TEXT:
A richly atmospheric, character-driven wilderness thriller.

ONE SUMMER ON CUTTHROAT LAKE

A disparate group of people encounter unexpected peril in the mountains in this historical novel.

Duffy, the author of The Artichoke Queen (2015), opens his new story in 1946. Francine Lilley is a divorced woman who’s made a long, tedious train voyage from New York City to tiny Braxton, Wyoming, where she’s bought a run-down dude ranch, The Flying U, and intends to reinvent her life by making a go of the place. Also intent on remaking her life is Jessica Quick, who’s come to live with her sister after enduring a broken love affair and a miscarriage, both of which have driven her into a destructive pattern of heavy drinking. Jessica takes a job as cook and general helper at The Flying U, working for the boss of the place, Ed McCann, and hoping someday to be allowed to lead a group of hunters and tourists on a trek into the backcountry around Cutthroat Lake. The novel’s opening third depicts Francine and Jessica’s slow acclimation process and introduces various complications; for example, a group of high-spirited New York friends come to visit Francine and see the Wild West, and a young war veteran named Sonny Trace introduces himself to both Jessica and Francine, the latter of whom thinks that he looks like a gunslinger, “even if the only gunslinger she’d ever seen was in a Hollywood film.” When Ed leads an expedition to the lake that encounters an aggressive grizzly bear, things take a tragic turn.

REQUEST A:
Can you copy the lines of the listing word for word, starting at the line containing "locate the gas" and ending at the line containing "0, 406, 173, 466"?
The review and the listing are unrelated pieces of material.

(Raw records)

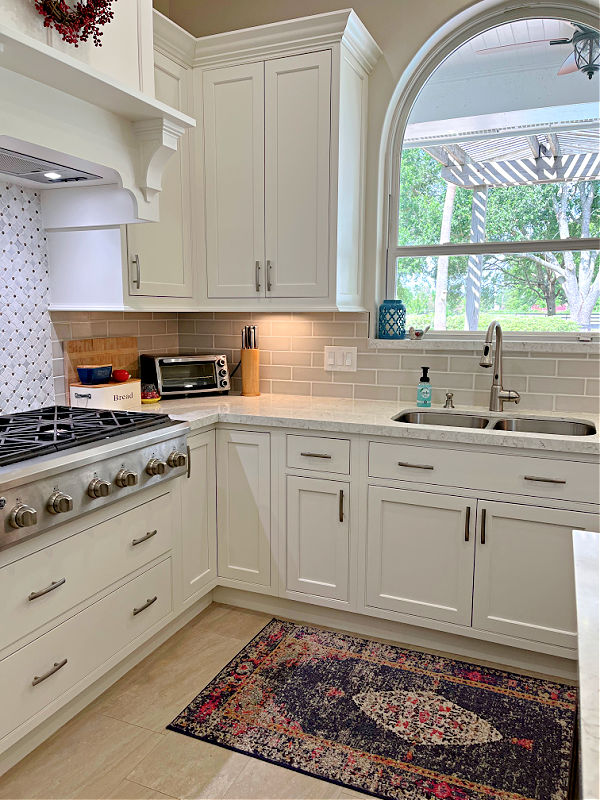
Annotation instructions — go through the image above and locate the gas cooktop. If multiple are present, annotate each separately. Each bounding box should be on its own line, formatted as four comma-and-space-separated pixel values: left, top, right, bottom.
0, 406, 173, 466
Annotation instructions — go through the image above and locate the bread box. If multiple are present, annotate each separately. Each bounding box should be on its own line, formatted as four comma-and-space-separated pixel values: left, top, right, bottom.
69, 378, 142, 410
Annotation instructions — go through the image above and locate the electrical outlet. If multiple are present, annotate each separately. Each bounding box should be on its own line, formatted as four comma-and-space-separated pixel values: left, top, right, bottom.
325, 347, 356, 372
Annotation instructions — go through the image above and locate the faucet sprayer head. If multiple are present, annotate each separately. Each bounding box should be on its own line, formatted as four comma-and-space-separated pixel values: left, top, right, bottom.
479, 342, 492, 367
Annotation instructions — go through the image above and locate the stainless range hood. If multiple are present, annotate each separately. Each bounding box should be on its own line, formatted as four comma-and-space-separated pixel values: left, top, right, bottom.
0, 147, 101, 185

--

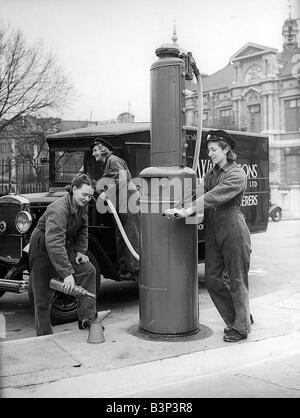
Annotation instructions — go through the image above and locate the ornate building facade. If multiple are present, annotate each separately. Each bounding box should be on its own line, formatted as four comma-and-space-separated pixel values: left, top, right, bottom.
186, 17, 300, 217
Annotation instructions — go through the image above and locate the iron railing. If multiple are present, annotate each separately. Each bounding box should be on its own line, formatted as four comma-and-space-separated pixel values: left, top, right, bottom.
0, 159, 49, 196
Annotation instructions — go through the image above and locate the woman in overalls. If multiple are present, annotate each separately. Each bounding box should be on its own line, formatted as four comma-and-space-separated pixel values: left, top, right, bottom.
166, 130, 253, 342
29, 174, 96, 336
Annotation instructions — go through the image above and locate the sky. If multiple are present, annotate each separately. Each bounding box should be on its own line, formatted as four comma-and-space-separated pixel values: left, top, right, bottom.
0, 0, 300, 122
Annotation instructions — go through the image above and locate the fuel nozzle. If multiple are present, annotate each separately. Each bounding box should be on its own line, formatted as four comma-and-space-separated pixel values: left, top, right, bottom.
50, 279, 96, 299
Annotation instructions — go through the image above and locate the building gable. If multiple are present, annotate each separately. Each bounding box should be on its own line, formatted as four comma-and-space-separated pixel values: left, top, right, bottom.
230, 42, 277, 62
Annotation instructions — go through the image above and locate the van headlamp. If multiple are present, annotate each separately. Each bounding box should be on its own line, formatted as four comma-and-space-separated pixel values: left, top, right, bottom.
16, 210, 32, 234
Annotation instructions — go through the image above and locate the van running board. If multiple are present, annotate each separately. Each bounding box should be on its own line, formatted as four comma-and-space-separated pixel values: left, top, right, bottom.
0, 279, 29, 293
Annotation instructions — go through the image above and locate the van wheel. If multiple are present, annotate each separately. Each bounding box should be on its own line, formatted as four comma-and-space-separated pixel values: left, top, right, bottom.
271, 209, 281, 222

==

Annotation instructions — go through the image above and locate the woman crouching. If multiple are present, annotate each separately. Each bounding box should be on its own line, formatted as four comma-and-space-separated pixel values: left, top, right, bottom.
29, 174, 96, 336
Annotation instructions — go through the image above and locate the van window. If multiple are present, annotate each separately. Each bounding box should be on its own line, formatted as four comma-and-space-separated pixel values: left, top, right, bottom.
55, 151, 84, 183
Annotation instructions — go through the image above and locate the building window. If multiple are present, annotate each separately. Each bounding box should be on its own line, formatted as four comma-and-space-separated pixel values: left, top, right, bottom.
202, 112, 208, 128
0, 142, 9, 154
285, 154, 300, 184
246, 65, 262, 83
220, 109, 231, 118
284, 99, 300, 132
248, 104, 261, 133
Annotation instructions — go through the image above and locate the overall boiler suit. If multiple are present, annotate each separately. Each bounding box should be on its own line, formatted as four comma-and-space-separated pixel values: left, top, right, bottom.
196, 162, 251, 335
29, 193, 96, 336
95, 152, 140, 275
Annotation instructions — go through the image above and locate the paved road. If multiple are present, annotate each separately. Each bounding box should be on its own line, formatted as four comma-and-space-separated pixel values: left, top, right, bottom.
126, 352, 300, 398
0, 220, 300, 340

REQUEST B:
Would you repeat the passage from the review verbatim, starting at "A richly atmospheric, character-driven" and ending at "this historical novel."?

WORKED SOLUTION A:
Annotation instructions — go through the image above and locate the gas cooktop. If multiple are present, annotate each separately. Each bounding box should be on its own line, formatted as four comma-and-space-separated pixel values: left, top, right, bottom.
0, 406, 173, 466

WORKED SOLUTION B:
A richly atmospheric, character-driven wilderness thriller.

ONE SUMMER ON CUTTHROAT LAKE

A disparate group of people encounter unexpected peril in the mountains in this historical novel.